### Given task:
Write out the material again word for word, dropping any images it holds.

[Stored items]
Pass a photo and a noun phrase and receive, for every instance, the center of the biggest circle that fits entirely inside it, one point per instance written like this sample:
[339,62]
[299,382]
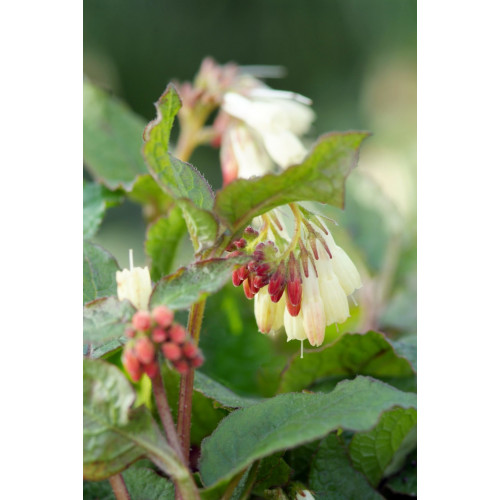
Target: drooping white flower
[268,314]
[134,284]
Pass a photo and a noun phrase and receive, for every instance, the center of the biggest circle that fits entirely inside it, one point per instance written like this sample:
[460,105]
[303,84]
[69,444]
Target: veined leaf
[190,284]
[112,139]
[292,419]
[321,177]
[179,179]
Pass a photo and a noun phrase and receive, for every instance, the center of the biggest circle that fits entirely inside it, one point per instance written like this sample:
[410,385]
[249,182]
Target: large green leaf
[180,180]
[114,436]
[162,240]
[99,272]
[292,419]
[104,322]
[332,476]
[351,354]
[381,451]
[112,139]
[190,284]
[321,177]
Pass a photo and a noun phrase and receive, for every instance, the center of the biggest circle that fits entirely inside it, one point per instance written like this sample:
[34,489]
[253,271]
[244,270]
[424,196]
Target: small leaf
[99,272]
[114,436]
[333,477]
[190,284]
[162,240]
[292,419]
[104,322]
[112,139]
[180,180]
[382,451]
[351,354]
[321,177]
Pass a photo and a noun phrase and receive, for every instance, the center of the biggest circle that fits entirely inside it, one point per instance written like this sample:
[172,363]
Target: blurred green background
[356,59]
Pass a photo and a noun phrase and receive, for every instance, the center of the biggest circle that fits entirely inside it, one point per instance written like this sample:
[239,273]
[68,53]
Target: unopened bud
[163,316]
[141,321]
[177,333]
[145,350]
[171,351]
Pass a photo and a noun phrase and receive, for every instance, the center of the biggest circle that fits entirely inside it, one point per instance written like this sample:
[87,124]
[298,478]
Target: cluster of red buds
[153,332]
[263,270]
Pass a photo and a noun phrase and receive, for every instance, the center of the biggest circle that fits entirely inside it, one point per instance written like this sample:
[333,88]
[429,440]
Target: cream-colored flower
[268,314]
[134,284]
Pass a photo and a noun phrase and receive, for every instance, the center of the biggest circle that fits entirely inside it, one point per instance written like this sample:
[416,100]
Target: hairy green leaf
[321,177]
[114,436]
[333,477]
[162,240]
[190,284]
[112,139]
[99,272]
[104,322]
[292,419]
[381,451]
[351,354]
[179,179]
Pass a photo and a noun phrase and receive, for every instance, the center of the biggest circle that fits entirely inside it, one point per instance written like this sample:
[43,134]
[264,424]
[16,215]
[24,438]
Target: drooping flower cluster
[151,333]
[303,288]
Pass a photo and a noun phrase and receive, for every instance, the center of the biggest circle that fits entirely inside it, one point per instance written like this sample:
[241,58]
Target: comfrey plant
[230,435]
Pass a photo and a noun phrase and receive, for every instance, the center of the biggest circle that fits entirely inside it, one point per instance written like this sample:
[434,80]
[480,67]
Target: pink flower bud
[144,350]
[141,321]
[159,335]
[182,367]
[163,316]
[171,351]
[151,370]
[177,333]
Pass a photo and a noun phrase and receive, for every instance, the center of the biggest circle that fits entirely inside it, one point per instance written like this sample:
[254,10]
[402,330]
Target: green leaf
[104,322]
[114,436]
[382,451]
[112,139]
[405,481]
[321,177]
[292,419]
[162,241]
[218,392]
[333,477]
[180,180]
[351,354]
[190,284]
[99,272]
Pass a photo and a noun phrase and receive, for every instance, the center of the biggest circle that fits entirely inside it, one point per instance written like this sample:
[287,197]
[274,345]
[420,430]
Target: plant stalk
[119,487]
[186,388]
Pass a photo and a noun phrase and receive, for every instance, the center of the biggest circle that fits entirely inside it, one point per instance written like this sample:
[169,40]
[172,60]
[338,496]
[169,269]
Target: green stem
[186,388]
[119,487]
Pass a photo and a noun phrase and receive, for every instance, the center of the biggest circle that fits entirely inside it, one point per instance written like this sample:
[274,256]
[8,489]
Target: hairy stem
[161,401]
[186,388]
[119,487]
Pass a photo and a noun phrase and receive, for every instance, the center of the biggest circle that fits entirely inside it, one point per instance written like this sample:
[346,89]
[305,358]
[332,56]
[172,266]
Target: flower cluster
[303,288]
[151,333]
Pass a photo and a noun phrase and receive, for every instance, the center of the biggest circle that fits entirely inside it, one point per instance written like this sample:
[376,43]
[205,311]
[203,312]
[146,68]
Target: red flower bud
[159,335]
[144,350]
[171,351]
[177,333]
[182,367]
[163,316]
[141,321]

### Task result:
Pass a photo and a noun phrase and receive, for every instance, the center of the biggest circle that fits entirely inside it, one point per instance written like this sample:
[339,62]
[299,382]
Target: drooping white flower
[268,314]
[134,284]
Pass a photo and a noun phrase and receive, for every instance, the center of the biggest circle that fits entirely inside it, one point per instance written like this sample:
[460,105]
[303,84]
[69,444]
Target: veined leaf
[190,284]
[112,139]
[292,419]
[321,177]
[179,179]
Pass a photo and a noun phrase and receive, for every instance, the center of the biggest circle that fits entirely inside it, one point per instance written like this sample:
[410,385]
[249,182]
Target: large green leaf
[180,180]
[114,436]
[162,240]
[99,272]
[292,419]
[104,322]
[332,476]
[351,354]
[381,451]
[112,139]
[190,284]
[321,177]
Pass a photo and a noun phrase and receive, for every instance, the center of the biggest circle that fits entirely inside it, one point per instance written like this sample:
[34,489]
[253,271]
[244,270]
[424,196]
Target: small leaf
[99,272]
[114,436]
[333,477]
[190,284]
[162,240]
[292,419]
[104,322]
[112,139]
[180,180]
[382,451]
[351,354]
[321,177]
Pass a photo and a noun phrase and receive, for every instance, the center of the biggest circle that fits entirely inside it, one point per instance written like this sample:
[172,363]
Target: blurred green background
[356,59]
Pass a photo and a noun phrase and receive, for every instance, the center of the biggest circle that fits entirely inside it, one point per instance written like this sample:
[239,273]
[68,53]
Target: unopened bud
[163,316]
[141,321]
[177,333]
[145,350]
[171,351]
Pass a photo and a noun phrase and receive, for every instance, the center of the biggest circle that fits entirely inside it, one point per instance written like this sample:
[87,124]
[298,478]
Target: cluster of red buds
[153,332]
[263,270]
Pass a photo and a noun phrase and receive, for every instance, the center of the biggest circle that fits entirely inside it, one point per instance written like this sample:
[333,88]
[429,440]
Target: cream-colored flower
[268,314]
[134,284]
Pass a photo and a noun phrase and receive, for every instance, the center of the biggest circle that fits entirely inside it, one point per instance written like this sample:
[416,100]
Target: hairy green leaf
[321,177]
[114,436]
[333,477]
[162,240]
[190,284]
[112,139]
[99,272]
[104,322]
[292,419]
[381,451]
[351,354]
[179,179]
Pass a photo and a noun phrase and receive, for every instance, the center of the biggest circle that fits entirely inside it, one point per instance written like this sample:
[43,134]
[264,424]
[16,215]
[24,438]
Target: drooping flower cluster
[151,333]
[303,288]
Pass a photo and a noun phrase and receive, for every instance, the center of the biggest circle that fits entirely inside it, one point per instance written like this sample:
[241,58]
Target: comfrey plant
[230,435]
Pass a photo and a noun phrase and receive, for every instance, the center of the biggest circle that fits entirely inside it, one point per instance written like this sample:
[434,80]
[480,67]
Target: pink flower bud
[144,350]
[141,321]
[159,335]
[182,367]
[163,316]
[171,351]
[151,370]
[177,333]
Pass a photo and a noun phrase and receive, for every instance, the center of the biggest circle that fits entirely inside it, one point per instance written like this sample:
[254,10]
[402,330]
Target: green leaf
[104,322]
[114,436]
[382,451]
[112,139]
[405,481]
[321,177]
[292,419]
[162,241]
[218,392]
[333,477]
[180,180]
[351,354]
[190,284]
[99,272]
Pass a photo and a noun phrase and receive, for every instance, the center of the biggest circle that fits entirely inside it, one point per instance written like this sample:
[287,197]
[274,345]
[420,430]
Target: plant stalk
[119,487]
[186,388]
Pass a photo and a noun phrase and receive, for every instance, the center of the biggest circle that fits entirely inside it, one point per instance written like this sample:
[169,40]
[172,60]
[338,496]
[169,269]
Target: green stem
[186,388]
[119,487]
Pass a photo and a noun phrase and receive, for every instance, the center of the biggest circle that fits entirely inside it, one point per instance written like this sample:
[274,256]
[8,489]
Target: hairy stem
[161,401]
[186,388]
[119,487]
Pass a photo and a noun phrase and receive, for every instance, the center of the biggest circle that fits entirely inside it, one point per instance written like this sample:
[346,89]
[305,358]
[332,56]
[172,266]
Target: flower cluster
[303,288]
[151,333]
Pass a photo and a noun phrase and receive, for every instance, the center of the biggest circle that fits entirely inside it, one point per instance written like this sample:
[376,43]
[205,311]
[203,312]
[146,68]
Target: red flower bud
[159,335]
[144,350]
[171,351]
[177,333]
[182,367]
[163,316]
[141,321]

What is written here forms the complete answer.